• **To do**
Tally the lines in the data that follows that include the word "building", and report nothing but the total.

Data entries
= = = =
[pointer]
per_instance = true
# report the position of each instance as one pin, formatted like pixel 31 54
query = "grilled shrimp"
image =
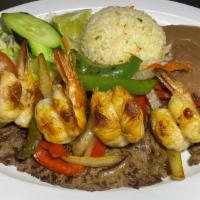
pixel 116 118
pixel 30 93
pixel 10 92
pixel 164 126
pixel 182 108
pixel 64 110
pixel 166 130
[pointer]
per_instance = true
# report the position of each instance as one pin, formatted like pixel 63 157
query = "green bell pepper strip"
pixel 32 141
pixel 137 87
pixel 125 70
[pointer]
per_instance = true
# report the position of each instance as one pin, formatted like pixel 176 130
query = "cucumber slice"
pixel 36 49
pixel 32 28
pixel 72 24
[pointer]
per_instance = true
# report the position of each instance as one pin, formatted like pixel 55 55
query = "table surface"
pixel 10 3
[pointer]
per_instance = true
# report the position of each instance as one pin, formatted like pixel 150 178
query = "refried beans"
pixel 185 42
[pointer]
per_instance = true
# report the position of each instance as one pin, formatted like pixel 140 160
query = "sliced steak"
pixel 145 164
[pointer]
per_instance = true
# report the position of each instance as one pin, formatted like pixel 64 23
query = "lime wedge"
pixel 72 24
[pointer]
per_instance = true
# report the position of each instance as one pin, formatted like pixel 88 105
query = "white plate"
pixel 17 185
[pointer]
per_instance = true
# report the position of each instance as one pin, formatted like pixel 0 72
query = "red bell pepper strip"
pixel 45 158
pixel 8 64
pixel 197 103
pixel 56 150
pixel 98 149
pixel 142 102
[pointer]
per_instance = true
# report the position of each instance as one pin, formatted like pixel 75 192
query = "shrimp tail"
pixel 23 59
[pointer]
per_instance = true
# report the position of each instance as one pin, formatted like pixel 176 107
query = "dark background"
pixel 9 3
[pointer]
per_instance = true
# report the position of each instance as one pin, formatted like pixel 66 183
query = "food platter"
pixel 16 185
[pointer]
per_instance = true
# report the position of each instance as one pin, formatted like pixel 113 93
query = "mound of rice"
pixel 114 34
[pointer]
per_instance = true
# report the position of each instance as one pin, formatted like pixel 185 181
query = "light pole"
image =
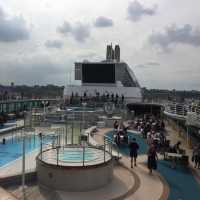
pixel 45 103
pixel 84 105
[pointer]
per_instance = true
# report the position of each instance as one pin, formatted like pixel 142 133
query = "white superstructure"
pixel 123 80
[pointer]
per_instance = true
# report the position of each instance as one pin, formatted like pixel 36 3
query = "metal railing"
pixel 105 152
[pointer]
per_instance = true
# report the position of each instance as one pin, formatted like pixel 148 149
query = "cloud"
pixel 33 70
pixel 153 63
pixel 148 64
pixel 102 22
pixel 136 11
pixel 79 31
pixel 12 29
pixel 174 35
pixel 54 44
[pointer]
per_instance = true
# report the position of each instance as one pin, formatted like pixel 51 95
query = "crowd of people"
pixel 75 98
pixel 153 130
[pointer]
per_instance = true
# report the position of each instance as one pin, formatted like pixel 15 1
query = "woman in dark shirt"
pixel 133 146
pixel 152 158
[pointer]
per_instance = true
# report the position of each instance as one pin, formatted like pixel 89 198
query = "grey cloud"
pixel 102 22
pixel 173 35
pixel 54 44
pixel 12 29
pixel 148 64
pixel 136 11
pixel 79 31
pixel 36 70
pixel 153 63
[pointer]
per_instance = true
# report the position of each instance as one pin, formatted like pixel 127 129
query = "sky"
pixel 159 39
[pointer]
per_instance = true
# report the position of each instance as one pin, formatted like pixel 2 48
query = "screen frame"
pixel 85 80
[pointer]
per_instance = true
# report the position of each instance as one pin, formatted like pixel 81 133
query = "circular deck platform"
pixel 74 168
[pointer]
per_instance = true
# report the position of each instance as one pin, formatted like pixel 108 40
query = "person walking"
pixel 196 156
pixel 152 158
pixel 133 146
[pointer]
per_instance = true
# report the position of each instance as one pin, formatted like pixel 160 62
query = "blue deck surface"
pixel 183 185
pixel 12 150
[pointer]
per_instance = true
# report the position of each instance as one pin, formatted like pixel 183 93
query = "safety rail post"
pixel 104 154
pixel 57 149
pixel 83 155
pixel 111 148
pixel 40 135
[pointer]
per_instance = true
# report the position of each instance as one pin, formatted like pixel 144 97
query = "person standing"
pixel 133 146
pixel 152 158
pixel 196 156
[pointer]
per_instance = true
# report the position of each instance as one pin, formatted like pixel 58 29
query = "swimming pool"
pixel 12 150
pixel 73 156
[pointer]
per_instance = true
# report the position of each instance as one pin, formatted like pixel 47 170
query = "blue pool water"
pixel 76 155
pixel 183 185
pixel 13 147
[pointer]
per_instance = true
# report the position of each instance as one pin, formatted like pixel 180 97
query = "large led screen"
pixel 98 73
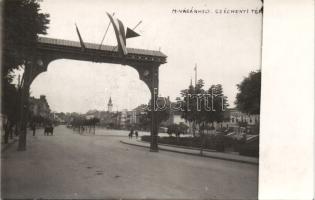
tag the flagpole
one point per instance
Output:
(105, 33)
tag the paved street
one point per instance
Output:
(69, 165)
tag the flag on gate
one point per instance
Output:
(80, 38)
(120, 34)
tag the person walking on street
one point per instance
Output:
(131, 134)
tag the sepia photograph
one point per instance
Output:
(130, 99)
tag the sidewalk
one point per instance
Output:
(196, 152)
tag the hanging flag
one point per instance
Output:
(80, 38)
(131, 33)
(120, 34)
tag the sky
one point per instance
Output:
(225, 47)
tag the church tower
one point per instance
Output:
(110, 105)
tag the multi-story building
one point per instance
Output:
(39, 107)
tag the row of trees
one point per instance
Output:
(203, 106)
(22, 22)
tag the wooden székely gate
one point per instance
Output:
(146, 62)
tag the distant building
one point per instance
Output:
(110, 105)
(39, 107)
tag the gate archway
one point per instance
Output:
(146, 62)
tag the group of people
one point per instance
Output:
(48, 129)
(133, 132)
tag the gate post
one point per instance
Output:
(24, 106)
(154, 88)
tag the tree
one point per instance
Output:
(22, 22)
(248, 98)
= = = =
• **Result for this exercise**
2